_Requirements_
A - According to the article on The Tale of Genji, why did the father hire scholars to teach Nobunori while doing little to teach Murasaki?
B - Reproduce the part of the article on The Tale of Genji that opens with the words containing "by KM Rockwood" and closes with "over 70 years.", keeping every word and mark unchanged.

Tuesday, August 8, 2023

First Novel Ever?

by KM Rockwood



Murasaki Shikibu’s Genji Monogatari, or The Tale of Genji, may be the first novel ever written.

 The Tale of Genji was an ambitious project. Translating its 54 chapters into English takes 1300 pages. It features over 400 characters and the story spans several generations over 70 years.

 

This classic piece of Japanese literature was written in the early 11th century by noblewoman and lady-in-waiting Murasaki Shikibu.

 

She was born into the family of provincial minor nobility. In families of wealth and stature, husbands and wives maintained separate households. Although they had a patrilineal system, children generally lived and were educated in the mother’s home.

 

However, Murasaki and her brother Nobunori were raised in their erudite father’s household. Their mother had died when they were young, possibly in childbirth.

 

With the intent of preparing his son for a role in government, the children’s father engaged scholars to provide an education for Nobunori. Women, however, were considered incapable of real intelligence, so little attempt was made to teach them literacy.

 

Murasaki’s diaries have been preserved. She wrote, "When my brother ... was a young boy learning the Chinese classics, I was in the habit of listening to him and I became unusually proficient at understanding those passages that he found too difficult to understand and memorize. Father, a most learned man, was always regretting the fact: 'Just my luck,' he would say, 'What a pity she was not born a man!'"

 

The diaries reveal Murasaki was aware that others saw her as "pretentious, awkward, difficult to approach, prickly, too fond of her tales, haughty, prone to versifying, disdainful, cantankerous and scornful.”

 

Unlike most noblewomen, who entered arranged marriages at puberty, Murasaki did not marry until her late 20’s, or possibly early 30’s. She married a friend of her father, a much older second cousin. He was a court functionary and bureaucrat at the Ministry of Ceremonials, with a reputation for dressing extravagantly and as a talented dancer. In his late forties at the time of their marriage, he supported multiple households with an unknown number of wives and offspring.

 

The couple's daughter was born in 999. Two years later Murasaki’s husband died during a cholera epidemic. As a married noblewoman Murasaki would have had servants to run the household and care for her daughter, giving her ample leisure time.

_Stored data_
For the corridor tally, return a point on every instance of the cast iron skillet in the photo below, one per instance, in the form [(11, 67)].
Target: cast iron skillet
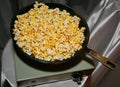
[(83, 23)]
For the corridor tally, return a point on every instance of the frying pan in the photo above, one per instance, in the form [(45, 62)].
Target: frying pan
[(110, 64)]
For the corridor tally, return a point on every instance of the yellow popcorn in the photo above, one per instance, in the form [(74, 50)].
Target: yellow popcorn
[(48, 34)]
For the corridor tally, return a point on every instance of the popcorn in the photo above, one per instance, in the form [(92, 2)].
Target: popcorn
[(48, 34)]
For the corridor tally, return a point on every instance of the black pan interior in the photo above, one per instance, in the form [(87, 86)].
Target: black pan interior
[(51, 6)]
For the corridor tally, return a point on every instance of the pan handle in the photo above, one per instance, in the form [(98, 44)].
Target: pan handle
[(105, 61)]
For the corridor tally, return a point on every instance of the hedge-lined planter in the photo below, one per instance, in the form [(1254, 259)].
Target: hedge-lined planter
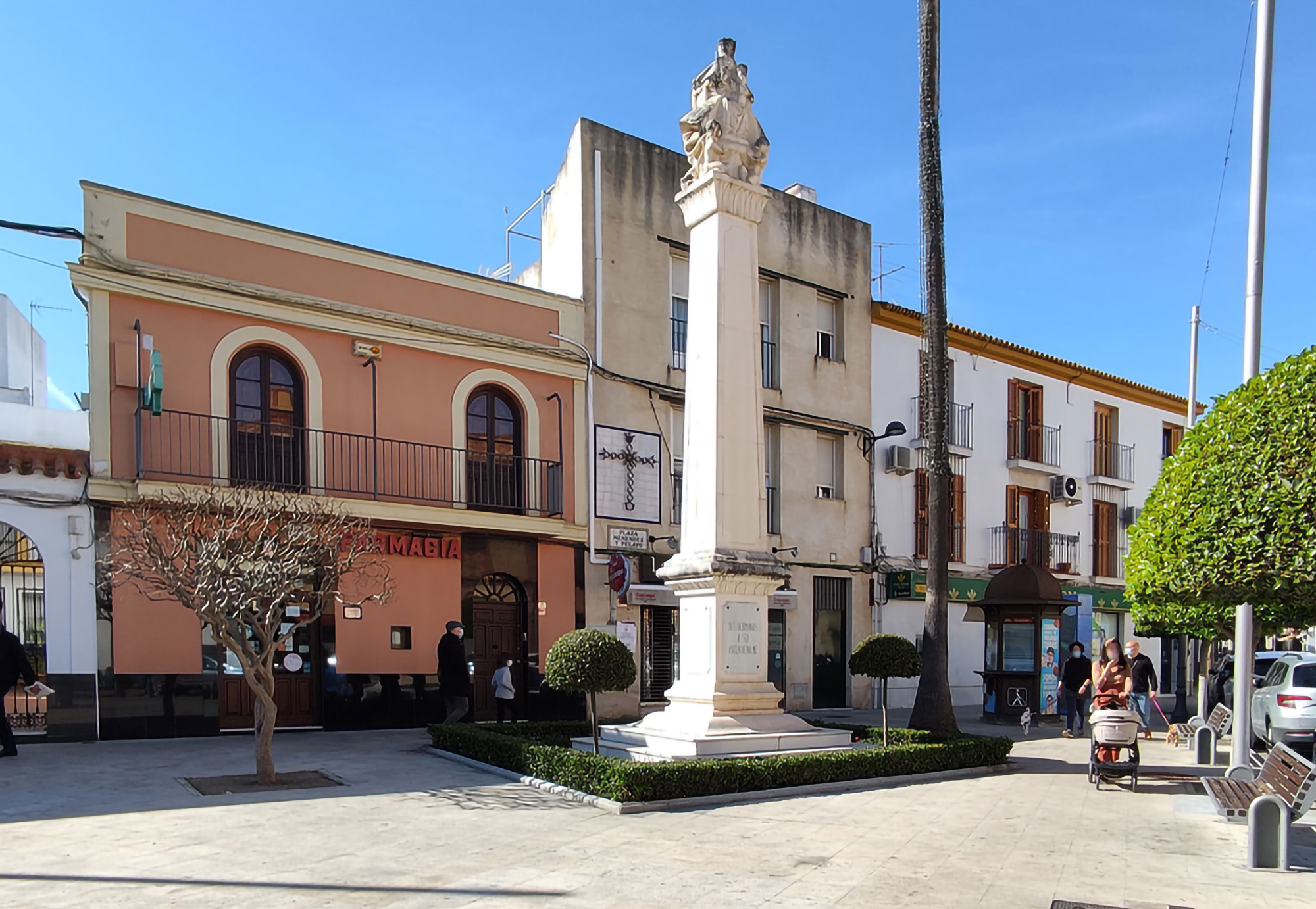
[(543, 752)]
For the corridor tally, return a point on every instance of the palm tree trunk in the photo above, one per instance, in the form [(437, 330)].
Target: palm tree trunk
[(934, 708)]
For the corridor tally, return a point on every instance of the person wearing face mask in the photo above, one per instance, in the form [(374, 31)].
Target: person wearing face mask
[(1113, 678), (505, 694), (455, 676), (1076, 681), (1144, 685)]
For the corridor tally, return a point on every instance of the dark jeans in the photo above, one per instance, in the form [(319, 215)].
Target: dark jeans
[(1076, 708), (457, 706), (7, 743)]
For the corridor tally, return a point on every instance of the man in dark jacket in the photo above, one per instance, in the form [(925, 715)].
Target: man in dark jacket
[(1076, 681), (1144, 685), (14, 666), (455, 674)]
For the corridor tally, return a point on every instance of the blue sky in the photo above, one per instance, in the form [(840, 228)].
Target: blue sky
[(1082, 143)]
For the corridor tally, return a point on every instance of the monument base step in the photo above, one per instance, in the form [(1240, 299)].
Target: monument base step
[(644, 753), (780, 736)]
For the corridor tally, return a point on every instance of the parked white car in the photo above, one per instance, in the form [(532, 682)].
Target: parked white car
[(1284, 706)]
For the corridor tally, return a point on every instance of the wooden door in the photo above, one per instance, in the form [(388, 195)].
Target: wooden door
[(495, 637), (1103, 436), (297, 691)]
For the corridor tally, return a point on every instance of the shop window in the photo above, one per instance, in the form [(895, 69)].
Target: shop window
[(266, 420)]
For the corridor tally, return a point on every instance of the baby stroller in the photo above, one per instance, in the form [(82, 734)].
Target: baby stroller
[(1115, 729)]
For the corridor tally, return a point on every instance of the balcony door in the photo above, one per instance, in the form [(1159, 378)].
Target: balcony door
[(266, 420), (494, 466)]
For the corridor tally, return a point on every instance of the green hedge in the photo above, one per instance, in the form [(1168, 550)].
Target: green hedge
[(540, 750)]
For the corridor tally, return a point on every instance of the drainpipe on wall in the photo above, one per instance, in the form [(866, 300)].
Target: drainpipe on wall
[(589, 419)]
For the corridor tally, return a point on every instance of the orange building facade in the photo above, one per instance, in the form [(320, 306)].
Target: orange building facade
[(432, 402)]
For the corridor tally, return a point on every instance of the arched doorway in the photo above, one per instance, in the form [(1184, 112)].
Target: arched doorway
[(23, 604), (266, 420), (498, 631), (494, 466)]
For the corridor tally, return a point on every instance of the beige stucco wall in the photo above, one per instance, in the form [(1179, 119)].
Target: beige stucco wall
[(807, 249)]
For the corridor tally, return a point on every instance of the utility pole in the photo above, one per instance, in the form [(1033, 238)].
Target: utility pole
[(1181, 685), (1244, 645), (934, 708)]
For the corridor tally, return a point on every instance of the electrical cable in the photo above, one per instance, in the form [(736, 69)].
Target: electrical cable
[(44, 231), (1225, 169)]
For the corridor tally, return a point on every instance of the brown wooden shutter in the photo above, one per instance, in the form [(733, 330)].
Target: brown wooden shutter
[(1011, 553), (921, 514), (1042, 511), (957, 518), (1103, 526), (1014, 435)]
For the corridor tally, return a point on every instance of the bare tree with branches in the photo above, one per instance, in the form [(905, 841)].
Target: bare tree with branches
[(239, 558)]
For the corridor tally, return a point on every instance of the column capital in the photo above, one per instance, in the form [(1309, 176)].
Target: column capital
[(722, 194)]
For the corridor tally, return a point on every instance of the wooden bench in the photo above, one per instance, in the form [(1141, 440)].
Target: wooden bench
[(1281, 794), (1285, 774), (1218, 723)]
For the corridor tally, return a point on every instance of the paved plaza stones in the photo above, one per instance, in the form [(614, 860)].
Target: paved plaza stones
[(110, 825)]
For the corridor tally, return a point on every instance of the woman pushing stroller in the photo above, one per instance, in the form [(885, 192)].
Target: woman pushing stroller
[(1113, 682)]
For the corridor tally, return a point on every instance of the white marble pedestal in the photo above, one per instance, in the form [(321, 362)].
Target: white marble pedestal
[(723, 704)]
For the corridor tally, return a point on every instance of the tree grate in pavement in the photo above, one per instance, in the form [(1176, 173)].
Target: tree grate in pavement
[(245, 783)]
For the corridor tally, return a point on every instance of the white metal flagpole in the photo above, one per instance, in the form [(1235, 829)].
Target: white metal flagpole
[(1239, 752)]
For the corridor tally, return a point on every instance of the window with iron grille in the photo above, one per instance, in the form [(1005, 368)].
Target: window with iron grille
[(923, 497), (769, 310), (680, 310)]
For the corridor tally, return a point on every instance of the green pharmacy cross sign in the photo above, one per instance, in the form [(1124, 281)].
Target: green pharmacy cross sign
[(914, 586)]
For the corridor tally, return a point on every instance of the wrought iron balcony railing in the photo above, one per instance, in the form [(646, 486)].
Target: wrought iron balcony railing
[(1113, 460), (197, 447), (961, 423), (1030, 441), (1055, 552)]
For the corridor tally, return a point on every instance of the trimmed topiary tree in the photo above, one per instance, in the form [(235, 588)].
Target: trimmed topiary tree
[(1231, 518), (886, 657), (590, 661)]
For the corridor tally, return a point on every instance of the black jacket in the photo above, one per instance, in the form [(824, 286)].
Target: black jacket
[(14, 662), (1144, 676), (1076, 673), (455, 676)]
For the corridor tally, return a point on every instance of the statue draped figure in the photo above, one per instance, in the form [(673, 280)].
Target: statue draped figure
[(721, 134)]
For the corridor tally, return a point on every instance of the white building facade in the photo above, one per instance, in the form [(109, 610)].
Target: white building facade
[(1052, 464)]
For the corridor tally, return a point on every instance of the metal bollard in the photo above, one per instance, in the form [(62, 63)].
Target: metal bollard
[(1268, 835), (1205, 743)]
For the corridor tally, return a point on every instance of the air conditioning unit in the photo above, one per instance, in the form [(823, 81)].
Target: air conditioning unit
[(1067, 490), (899, 460)]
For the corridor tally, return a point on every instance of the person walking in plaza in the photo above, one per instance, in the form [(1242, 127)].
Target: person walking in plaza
[(1113, 678), (505, 693), (14, 666), (1144, 685), (1076, 681), (455, 674)]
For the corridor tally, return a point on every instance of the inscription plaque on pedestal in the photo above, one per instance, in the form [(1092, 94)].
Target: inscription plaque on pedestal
[(743, 637)]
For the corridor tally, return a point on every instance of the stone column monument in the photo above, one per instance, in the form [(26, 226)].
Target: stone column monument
[(723, 703)]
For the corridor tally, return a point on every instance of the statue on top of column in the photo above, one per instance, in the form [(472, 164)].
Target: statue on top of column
[(722, 134)]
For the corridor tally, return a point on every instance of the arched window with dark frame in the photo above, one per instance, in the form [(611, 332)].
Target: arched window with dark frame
[(494, 465), (266, 420)]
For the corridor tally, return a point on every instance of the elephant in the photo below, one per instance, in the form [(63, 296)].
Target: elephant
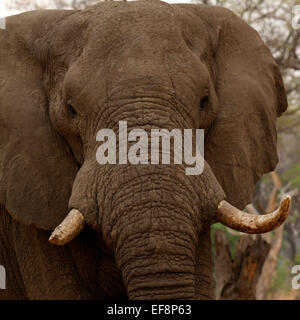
[(71, 228)]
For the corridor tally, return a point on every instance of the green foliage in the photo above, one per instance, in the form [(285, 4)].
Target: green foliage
[(282, 276)]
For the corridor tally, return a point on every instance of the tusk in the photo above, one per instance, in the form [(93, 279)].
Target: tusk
[(249, 223), (71, 226)]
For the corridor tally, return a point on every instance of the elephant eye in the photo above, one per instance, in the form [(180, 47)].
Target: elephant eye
[(71, 110), (204, 102)]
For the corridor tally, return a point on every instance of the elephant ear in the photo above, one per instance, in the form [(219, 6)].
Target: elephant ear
[(242, 143), (36, 166)]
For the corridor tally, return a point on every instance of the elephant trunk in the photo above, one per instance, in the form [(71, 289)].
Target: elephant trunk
[(154, 232), (156, 263)]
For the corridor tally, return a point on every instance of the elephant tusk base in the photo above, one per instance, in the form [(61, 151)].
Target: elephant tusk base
[(71, 226)]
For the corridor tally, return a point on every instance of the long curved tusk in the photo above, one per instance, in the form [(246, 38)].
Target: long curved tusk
[(250, 223), (71, 226)]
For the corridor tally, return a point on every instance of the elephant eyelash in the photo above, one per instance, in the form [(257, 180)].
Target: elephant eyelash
[(204, 102)]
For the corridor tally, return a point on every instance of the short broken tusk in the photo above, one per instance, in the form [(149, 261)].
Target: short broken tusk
[(71, 226), (250, 223)]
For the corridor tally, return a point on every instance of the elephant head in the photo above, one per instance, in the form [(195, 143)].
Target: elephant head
[(65, 74)]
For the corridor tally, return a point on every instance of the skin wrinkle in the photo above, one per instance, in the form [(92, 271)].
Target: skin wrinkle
[(149, 63)]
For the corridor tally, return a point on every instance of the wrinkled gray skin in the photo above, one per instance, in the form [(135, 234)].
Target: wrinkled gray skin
[(64, 75)]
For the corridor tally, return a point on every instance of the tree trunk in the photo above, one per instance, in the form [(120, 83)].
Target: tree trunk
[(236, 279)]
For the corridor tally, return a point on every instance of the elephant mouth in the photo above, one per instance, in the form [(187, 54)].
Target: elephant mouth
[(226, 214)]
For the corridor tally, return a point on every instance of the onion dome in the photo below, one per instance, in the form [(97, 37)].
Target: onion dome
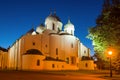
[(69, 25), (40, 28)]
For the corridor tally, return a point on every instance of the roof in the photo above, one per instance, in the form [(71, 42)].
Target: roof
[(86, 58), (3, 49), (30, 31), (33, 51), (52, 59), (54, 16)]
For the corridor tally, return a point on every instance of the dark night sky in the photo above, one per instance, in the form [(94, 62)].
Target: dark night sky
[(18, 16)]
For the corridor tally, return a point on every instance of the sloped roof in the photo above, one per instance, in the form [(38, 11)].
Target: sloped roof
[(3, 49), (30, 31), (33, 51), (86, 58), (52, 59)]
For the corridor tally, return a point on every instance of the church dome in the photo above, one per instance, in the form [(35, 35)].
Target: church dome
[(69, 25), (53, 22), (40, 28), (53, 17)]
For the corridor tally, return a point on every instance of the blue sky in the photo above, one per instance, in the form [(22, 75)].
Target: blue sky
[(19, 16)]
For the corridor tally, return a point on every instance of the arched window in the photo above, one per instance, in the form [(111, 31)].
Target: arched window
[(38, 62), (86, 65), (53, 27)]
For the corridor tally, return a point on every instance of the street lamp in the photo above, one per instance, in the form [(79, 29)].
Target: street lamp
[(110, 54)]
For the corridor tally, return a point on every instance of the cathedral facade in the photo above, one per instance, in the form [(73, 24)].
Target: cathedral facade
[(49, 48)]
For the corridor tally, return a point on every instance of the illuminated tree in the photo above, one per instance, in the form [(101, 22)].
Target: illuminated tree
[(106, 33)]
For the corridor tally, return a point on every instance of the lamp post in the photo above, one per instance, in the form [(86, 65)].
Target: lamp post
[(110, 54)]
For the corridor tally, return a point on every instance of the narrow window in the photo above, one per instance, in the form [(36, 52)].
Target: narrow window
[(53, 66), (46, 45), (56, 51), (73, 60), (57, 58), (84, 51), (71, 32), (38, 62), (62, 66)]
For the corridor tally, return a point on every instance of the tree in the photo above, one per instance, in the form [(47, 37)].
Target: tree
[(106, 34)]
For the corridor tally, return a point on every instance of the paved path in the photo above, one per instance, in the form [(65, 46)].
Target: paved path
[(45, 76)]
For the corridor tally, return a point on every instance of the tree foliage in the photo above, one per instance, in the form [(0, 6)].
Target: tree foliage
[(106, 34)]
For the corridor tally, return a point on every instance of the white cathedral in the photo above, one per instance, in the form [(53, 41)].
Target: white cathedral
[(47, 48)]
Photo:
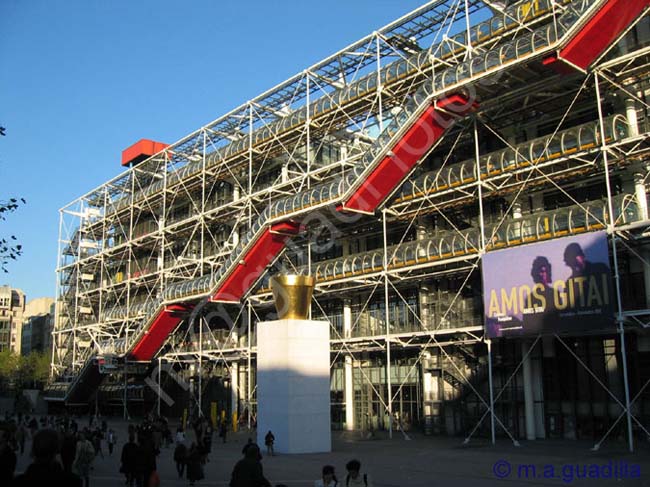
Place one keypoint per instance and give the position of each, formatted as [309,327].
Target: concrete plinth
[293,385]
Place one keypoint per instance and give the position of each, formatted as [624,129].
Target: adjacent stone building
[37,325]
[12,310]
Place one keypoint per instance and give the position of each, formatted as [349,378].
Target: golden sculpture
[292,295]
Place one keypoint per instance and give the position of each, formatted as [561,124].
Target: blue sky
[80,80]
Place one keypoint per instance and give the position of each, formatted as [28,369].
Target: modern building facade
[37,326]
[389,171]
[12,309]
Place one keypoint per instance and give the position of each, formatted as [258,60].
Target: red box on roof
[141,150]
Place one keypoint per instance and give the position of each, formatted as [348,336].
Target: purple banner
[562,285]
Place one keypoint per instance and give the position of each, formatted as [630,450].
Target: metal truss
[175,218]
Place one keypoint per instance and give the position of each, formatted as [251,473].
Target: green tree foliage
[24,371]
[9,248]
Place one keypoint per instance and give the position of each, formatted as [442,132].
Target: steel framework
[171,258]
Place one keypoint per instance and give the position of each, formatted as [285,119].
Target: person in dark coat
[7,459]
[130,458]
[180,457]
[45,469]
[147,459]
[68,451]
[194,464]
[248,471]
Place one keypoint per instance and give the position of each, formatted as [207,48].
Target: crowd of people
[63,453]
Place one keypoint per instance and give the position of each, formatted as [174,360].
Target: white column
[349,382]
[630,113]
[639,191]
[427,393]
[235,230]
[234,389]
[529,401]
[538,391]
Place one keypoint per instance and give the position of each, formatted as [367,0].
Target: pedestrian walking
[223,430]
[328,478]
[194,464]
[45,469]
[269,439]
[129,459]
[248,471]
[180,457]
[21,433]
[85,455]
[110,440]
[354,477]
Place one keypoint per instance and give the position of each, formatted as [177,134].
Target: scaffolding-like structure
[387,170]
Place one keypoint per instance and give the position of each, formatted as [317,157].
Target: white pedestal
[293,385]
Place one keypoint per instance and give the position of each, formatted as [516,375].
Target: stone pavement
[419,462]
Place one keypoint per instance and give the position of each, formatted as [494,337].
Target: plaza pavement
[419,462]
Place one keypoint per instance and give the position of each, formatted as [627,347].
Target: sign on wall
[559,286]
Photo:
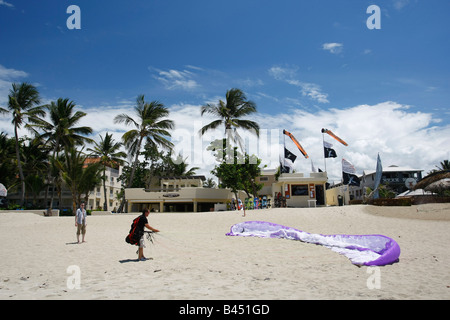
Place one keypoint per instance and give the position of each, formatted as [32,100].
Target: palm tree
[230,115]
[150,125]
[61,131]
[22,101]
[108,152]
[78,177]
[444,165]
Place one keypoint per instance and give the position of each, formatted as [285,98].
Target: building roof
[203,178]
[393,168]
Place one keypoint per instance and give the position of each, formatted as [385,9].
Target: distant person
[80,222]
[136,235]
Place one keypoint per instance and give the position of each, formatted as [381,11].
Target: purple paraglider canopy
[368,250]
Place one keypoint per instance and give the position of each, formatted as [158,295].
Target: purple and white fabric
[367,250]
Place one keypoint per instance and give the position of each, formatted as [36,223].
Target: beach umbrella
[443,184]
[3,191]
[434,177]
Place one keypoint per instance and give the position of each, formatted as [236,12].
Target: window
[299,189]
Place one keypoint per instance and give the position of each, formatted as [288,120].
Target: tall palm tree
[150,125]
[78,177]
[61,131]
[230,113]
[22,101]
[108,152]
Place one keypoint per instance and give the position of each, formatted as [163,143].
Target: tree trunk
[19,165]
[133,170]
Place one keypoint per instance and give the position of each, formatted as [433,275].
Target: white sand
[193,259]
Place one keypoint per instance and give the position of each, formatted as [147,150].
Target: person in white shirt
[80,222]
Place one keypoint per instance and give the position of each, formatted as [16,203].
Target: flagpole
[323,148]
[284,149]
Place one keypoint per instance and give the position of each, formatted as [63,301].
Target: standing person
[136,235]
[80,222]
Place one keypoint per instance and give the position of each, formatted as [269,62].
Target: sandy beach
[193,259]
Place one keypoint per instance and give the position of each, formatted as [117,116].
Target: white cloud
[333,47]
[176,79]
[310,90]
[7,77]
[401,136]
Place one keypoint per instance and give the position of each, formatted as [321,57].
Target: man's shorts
[142,242]
[81,228]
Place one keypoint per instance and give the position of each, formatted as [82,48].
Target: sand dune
[193,259]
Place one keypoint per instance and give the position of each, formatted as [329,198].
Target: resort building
[394,177]
[301,191]
[63,198]
[178,194]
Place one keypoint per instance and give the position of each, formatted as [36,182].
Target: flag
[287,165]
[313,169]
[378,175]
[296,143]
[328,151]
[349,174]
[289,155]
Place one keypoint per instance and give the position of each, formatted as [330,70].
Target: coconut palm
[230,114]
[108,152]
[61,131]
[151,125]
[22,101]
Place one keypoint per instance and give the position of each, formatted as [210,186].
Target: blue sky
[306,64]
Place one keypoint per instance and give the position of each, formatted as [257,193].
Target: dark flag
[328,151]
[287,164]
[349,174]
[284,169]
[289,155]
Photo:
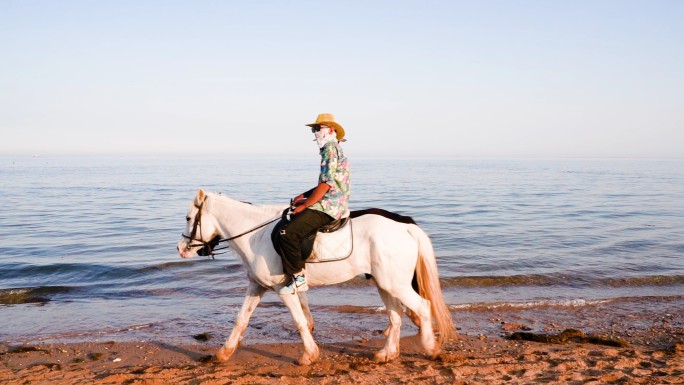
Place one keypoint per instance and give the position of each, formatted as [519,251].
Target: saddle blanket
[330,246]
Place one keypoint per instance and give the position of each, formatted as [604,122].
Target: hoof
[223,355]
[435,353]
[382,356]
[305,360]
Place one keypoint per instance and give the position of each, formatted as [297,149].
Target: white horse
[390,251]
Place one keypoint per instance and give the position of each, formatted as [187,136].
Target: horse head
[201,233]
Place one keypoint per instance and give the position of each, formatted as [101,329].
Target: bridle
[209,247]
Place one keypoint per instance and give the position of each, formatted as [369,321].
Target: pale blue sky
[405,78]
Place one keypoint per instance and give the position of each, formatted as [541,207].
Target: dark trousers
[290,246]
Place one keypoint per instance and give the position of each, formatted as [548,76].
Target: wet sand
[653,355]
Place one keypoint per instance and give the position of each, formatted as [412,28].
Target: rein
[210,246]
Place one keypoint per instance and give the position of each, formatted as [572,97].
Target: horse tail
[429,287]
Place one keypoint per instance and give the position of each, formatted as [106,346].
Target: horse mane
[384,213]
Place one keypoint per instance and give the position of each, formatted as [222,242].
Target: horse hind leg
[422,310]
[391,349]
[304,300]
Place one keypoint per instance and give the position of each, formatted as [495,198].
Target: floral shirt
[334,172]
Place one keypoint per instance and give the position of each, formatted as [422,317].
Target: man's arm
[316,195]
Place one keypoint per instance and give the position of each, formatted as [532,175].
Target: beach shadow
[193,355]
[256,350]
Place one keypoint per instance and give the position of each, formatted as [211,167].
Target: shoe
[298,283]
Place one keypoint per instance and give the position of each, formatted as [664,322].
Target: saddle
[332,242]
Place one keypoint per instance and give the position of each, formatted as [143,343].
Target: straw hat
[329,120]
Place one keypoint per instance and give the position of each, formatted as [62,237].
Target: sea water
[88,244]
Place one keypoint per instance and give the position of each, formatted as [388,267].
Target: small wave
[563,303]
[22,295]
[561,280]
[559,303]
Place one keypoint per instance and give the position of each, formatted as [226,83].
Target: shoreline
[466,360]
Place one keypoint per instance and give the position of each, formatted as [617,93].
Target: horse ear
[201,196]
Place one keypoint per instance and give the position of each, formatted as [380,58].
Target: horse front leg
[311,351]
[252,299]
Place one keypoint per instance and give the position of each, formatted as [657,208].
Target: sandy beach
[653,355]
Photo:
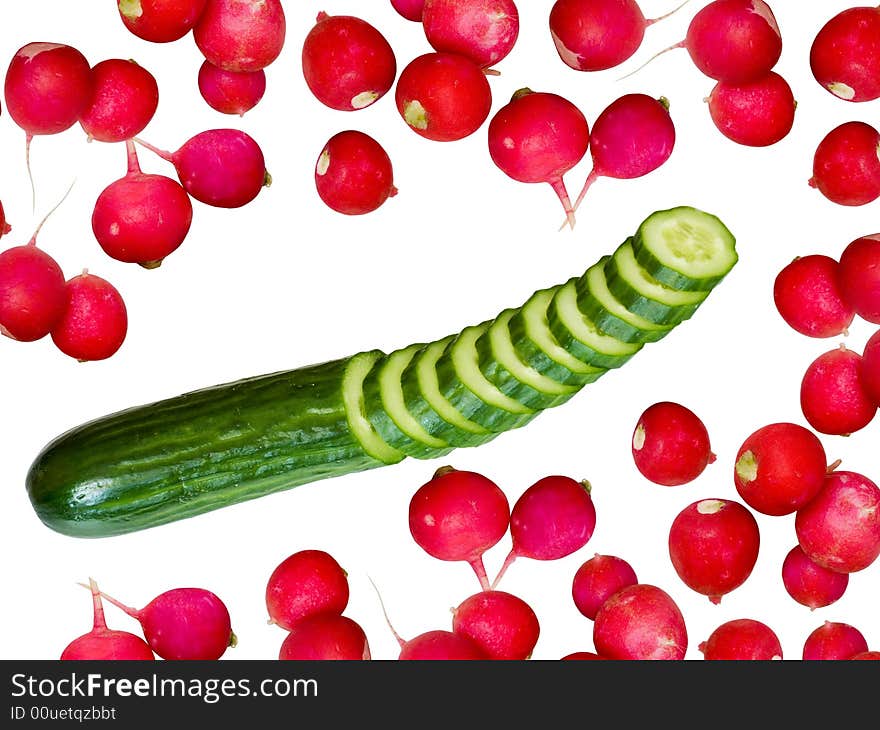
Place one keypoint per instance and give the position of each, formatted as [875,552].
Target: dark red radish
[779,468]
[353,174]
[483,30]
[640,622]
[713,545]
[459,515]
[231,92]
[742,639]
[95,320]
[537,137]
[325,637]
[833,397]
[347,63]
[846,164]
[224,168]
[840,527]
[241,35]
[597,579]
[503,625]
[845,54]
[756,113]
[670,444]
[832,641]
[103,643]
[808,295]
[443,96]
[160,21]
[306,583]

_Solutions per task_
A - He hired scholars because he intended to prepare his son for a role in government. Women were considered incapable of real intelligence, so little attempt was made to teach them literacy.

B -
by KM Rockwood



Murasaki Shikibu’s Genji Monogatari, or The Tale of Genji, may be the first novel ever written.

 The Tale of Genji was an ambitious project. Translating its 54 chapters into English takes 1300 pages. It features over 400 characters and the story spans several generations over 70 years.